Technology is great. The people who developed nuclear bombs and nuclear energy are indeed brilliant minds. But just because we can do something, does not mean we should do it. There are plenty of well-understood ways right now that we can produce energy to maintain a decent lifestyle in a post-industrial world. More telecommuting, more high speed rail, electric cars within the cities, solar panels, etc... that is how I see a better future.

If by open to them you mean continuing research, yes - by all means.

Whether any new nuclear will be practical for decades to come (from a PR point of view) is right now highly debatable. We have to find some kind of resolution to the current catastrophe. Then the nuclear industry has to step back and take a hard, hard look at itself. See what can be learned, and what really can't be learned. After that point (six months? two years? five years?) this discussion would be productive.

were more information available on it.

...What the fuck is Thorium?

Because those Uranium and Dirty Plutonium (or whatever the hell it's called) reactors are all the nuclear reactors I care to think about right now.

TASK TO CARRY OUT: Write what comes next in the forum discussion about nuclear power, starting after its last sentence. The lines that come after this have nothing to do with the nuclear power discussion.

SOURCE MATERIAL:

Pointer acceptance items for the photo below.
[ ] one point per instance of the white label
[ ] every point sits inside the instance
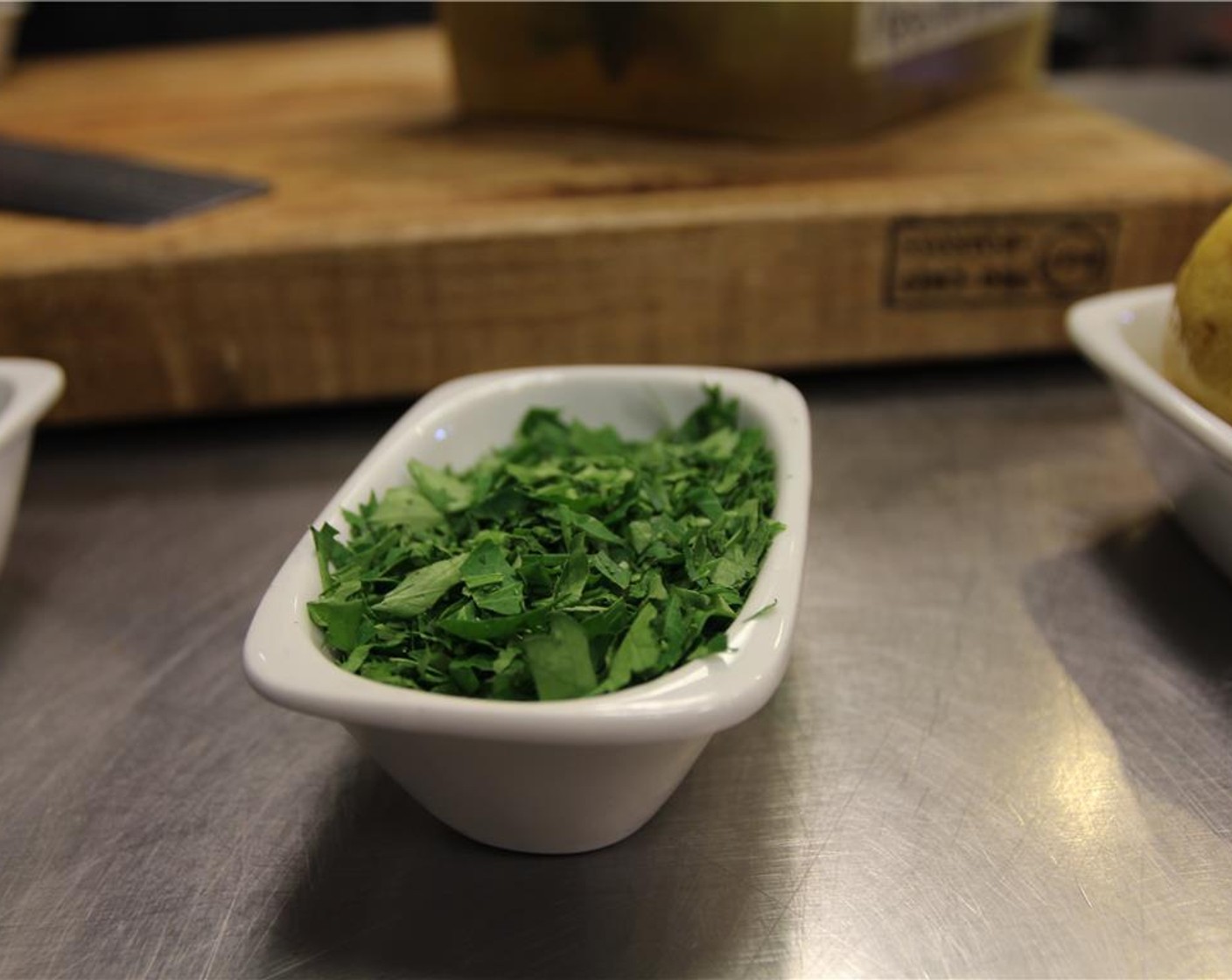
(893, 31)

REPLY TO THE TASK:
Do you mind reposting in about 20 years?

I'm not opposed to new ones in principle. There are newer designs, some like what your proposing and others that are more traditional, that are supposed to shut down passively without any power supply required. We need to demand they be constructed according to the strictest seismic standard, though. What they did in Japan was absolutely unacceptable. There have been several 8.0+ sized earthquakes in the vicinity of Japan over the past century, and they decided that they could design it for a 7.5 magnitude earthquake and call it a day. An earthquake 8.1 in magnitude directly hit Japan in 1946, but no one cared enough to spend the time and money required to do it right. It's this kind of cost cutting that really concerns me when it comes to nuclear power in general.

Edit - Also, now I know where I've heard about thorium. Cobalt thorium G in Dr. Strangelove - the special payload of the Soviet Doomsday device that had a half life of 93 years. That's not a comforting association.

I do remember talk of jacketing hydrogen bombs in Cobalt-60 - a real isotope, which would essentially give the bomb the most deadly radioactive fallout possible, and would render wide swathes of land toxic and uninhabitable. You'd have to be crazy to build such a bomb, but then again, the world of the Cold War was a crazy place.

But real thorium is different stuff from what was in Dr. Strangelove.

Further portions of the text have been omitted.